> _EXTRACTO DEL LISTADO_:
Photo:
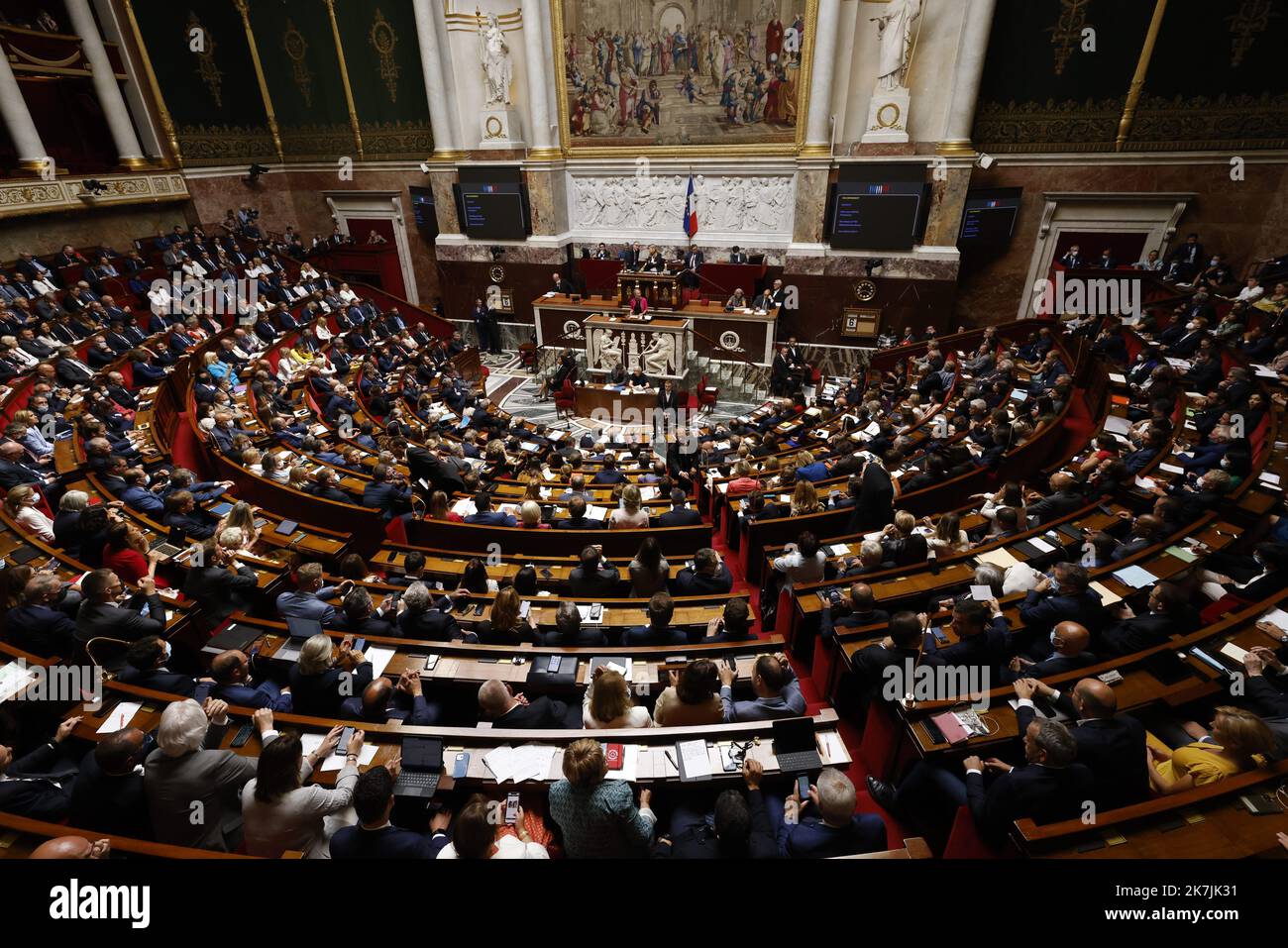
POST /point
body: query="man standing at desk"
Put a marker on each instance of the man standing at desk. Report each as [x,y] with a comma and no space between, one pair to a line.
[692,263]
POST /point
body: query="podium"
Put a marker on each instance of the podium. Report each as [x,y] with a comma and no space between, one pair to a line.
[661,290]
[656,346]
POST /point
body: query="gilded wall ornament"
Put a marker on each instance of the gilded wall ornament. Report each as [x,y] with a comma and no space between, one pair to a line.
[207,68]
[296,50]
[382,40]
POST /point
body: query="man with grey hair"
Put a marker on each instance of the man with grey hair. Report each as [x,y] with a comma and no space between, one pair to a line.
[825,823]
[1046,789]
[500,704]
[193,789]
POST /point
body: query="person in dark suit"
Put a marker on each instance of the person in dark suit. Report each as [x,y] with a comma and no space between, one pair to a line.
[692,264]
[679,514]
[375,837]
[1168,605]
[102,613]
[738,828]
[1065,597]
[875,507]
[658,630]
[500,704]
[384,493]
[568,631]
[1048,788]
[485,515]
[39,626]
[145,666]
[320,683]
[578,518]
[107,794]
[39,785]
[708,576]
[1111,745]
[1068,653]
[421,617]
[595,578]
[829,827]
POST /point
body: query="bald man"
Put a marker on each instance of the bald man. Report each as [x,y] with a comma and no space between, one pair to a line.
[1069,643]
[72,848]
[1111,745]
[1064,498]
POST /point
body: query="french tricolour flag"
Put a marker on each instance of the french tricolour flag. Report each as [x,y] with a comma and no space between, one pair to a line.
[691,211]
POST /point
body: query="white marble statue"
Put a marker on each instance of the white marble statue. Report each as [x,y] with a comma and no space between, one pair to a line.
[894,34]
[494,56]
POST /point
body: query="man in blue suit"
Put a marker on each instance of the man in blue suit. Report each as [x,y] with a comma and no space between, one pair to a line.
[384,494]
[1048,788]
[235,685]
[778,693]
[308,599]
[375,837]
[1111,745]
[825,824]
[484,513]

...

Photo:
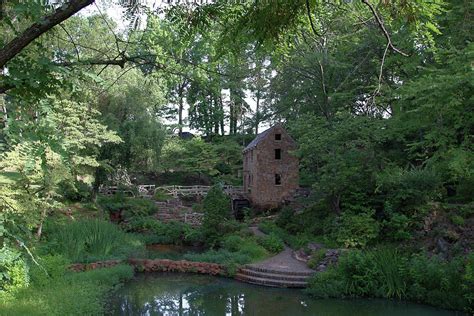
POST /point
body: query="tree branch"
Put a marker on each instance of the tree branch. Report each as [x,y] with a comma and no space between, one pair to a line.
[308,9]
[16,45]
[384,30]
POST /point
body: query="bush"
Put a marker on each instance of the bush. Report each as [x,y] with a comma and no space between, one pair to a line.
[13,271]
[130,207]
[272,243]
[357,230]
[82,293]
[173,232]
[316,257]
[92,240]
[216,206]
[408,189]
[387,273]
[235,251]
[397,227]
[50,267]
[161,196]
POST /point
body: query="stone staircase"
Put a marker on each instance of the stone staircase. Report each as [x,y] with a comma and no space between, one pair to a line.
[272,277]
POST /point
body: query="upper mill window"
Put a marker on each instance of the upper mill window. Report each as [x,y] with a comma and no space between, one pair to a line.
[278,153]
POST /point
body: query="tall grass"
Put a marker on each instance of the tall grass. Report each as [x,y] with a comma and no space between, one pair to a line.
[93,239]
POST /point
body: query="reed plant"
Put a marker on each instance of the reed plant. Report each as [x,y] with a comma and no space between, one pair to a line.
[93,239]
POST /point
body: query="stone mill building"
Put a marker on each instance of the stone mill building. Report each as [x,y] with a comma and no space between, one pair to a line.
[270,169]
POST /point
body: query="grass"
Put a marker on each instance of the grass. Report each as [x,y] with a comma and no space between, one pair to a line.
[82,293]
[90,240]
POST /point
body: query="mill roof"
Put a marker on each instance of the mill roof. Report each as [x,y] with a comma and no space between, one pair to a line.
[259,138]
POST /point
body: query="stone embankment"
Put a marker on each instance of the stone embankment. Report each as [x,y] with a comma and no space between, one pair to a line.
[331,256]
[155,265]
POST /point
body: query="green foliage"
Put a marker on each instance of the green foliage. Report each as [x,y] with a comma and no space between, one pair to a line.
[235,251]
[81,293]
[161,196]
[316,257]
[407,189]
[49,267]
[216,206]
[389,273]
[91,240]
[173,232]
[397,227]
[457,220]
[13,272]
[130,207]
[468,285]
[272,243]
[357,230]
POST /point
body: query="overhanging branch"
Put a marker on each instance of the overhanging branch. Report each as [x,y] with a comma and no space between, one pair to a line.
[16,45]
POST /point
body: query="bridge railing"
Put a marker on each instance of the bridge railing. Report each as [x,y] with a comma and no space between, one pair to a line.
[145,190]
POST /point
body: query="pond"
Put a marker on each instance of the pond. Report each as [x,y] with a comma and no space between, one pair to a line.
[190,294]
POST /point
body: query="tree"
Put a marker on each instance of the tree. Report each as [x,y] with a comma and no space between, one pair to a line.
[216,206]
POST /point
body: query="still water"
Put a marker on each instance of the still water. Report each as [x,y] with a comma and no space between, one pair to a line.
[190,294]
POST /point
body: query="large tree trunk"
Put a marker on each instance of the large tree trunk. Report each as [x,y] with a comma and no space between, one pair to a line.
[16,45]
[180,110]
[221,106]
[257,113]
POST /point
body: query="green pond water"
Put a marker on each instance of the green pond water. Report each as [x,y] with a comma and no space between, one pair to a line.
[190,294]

> _OBJETIVO DEL EJERCICIO_:
¿Cuántas líneas del listado contienen la cadena "grass"? Responde solo con el número.

> _SOLUCIÓN DEL PROBLEMA_:
4